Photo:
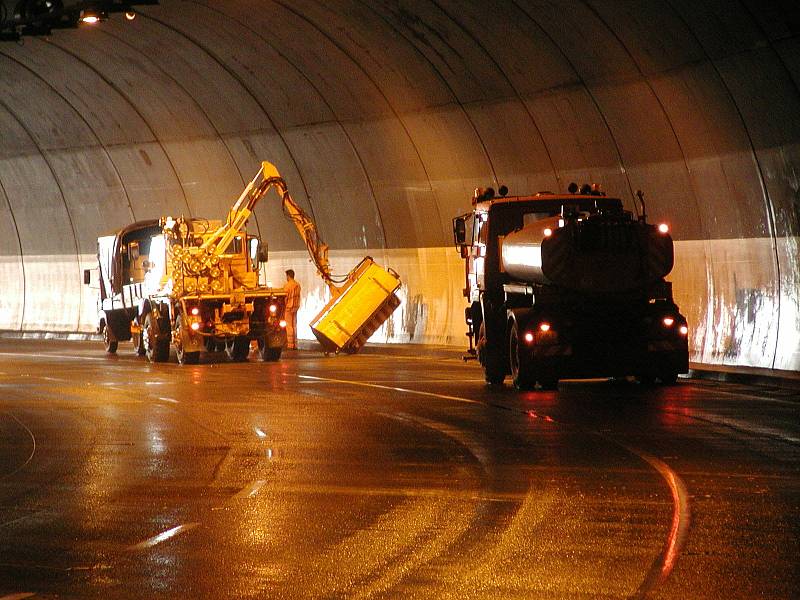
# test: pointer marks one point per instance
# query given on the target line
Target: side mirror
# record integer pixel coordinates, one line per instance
(459, 231)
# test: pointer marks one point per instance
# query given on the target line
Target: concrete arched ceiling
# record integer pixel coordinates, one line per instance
(384, 116)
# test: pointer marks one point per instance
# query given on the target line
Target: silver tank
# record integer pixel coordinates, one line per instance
(595, 255)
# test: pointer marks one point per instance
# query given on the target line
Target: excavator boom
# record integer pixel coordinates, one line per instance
(360, 302)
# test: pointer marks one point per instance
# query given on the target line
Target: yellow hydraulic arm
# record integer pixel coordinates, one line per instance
(243, 208)
(360, 302)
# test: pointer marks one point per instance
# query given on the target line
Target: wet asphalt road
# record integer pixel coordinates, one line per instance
(385, 476)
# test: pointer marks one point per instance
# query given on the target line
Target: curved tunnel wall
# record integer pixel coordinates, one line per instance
(384, 116)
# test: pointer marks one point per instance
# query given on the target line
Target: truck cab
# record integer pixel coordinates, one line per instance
(568, 285)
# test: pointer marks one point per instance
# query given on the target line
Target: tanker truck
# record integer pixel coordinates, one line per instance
(569, 286)
(193, 283)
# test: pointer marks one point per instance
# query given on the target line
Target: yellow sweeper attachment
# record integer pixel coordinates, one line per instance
(360, 302)
(361, 305)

────────────────────

> [What you have to do] Reproduce the entries above without change, omitting all pictures.

> [Task result]
Photo:
# test: pointer marks one point per instance
# query given on the target line
Target: side mirror
# record integer pixel coordinates, one line per instance
(459, 231)
# test: pointer marks one point per instance
# query given on the target line
Target: concrete arched ceiling
# record integer pixel coordinates, one line per instance
(384, 116)
# test: pointer marks one point per instance
# query given on the target line
Target: silver tank
# record integer pixel coordinates, one line per instance
(595, 255)
# test: pointer marks one point per instance
# query given on the target line
Target: excavator boom
# record integer pixel coordinates, one line per instance
(360, 302)
# test: pointer marks one point per instance
# query given on the target line
Target: yellow hydraulic arm
# record integer pixel coordinates, one line per instance
(243, 208)
(360, 302)
# test: pointer marks one point per instance
# query given on the target line
Target: wet asphalt road
# record integer pixel coordinates, one line per instance
(385, 476)
# test: pointer marks one point per instance
# query given on the target line
Target: curved tunnel wall
# record integer pixel coordinates, one line per instance
(384, 116)
# test: pointer marks one point per instance
# query given on the target line
Target: truck cab
# record integer pixel coordinates, one line per instance
(568, 285)
# test: pointer marks one point per instance
# query given on the target line
Target: tanker truck
# record integer pixel coordinates, one line per instance
(569, 286)
(193, 283)
# test: pointer marks one point per instance
# query given on the target line
Target: yellow sweeper attachment
# record integer pixel coordinates, one line per instance
(360, 302)
(361, 305)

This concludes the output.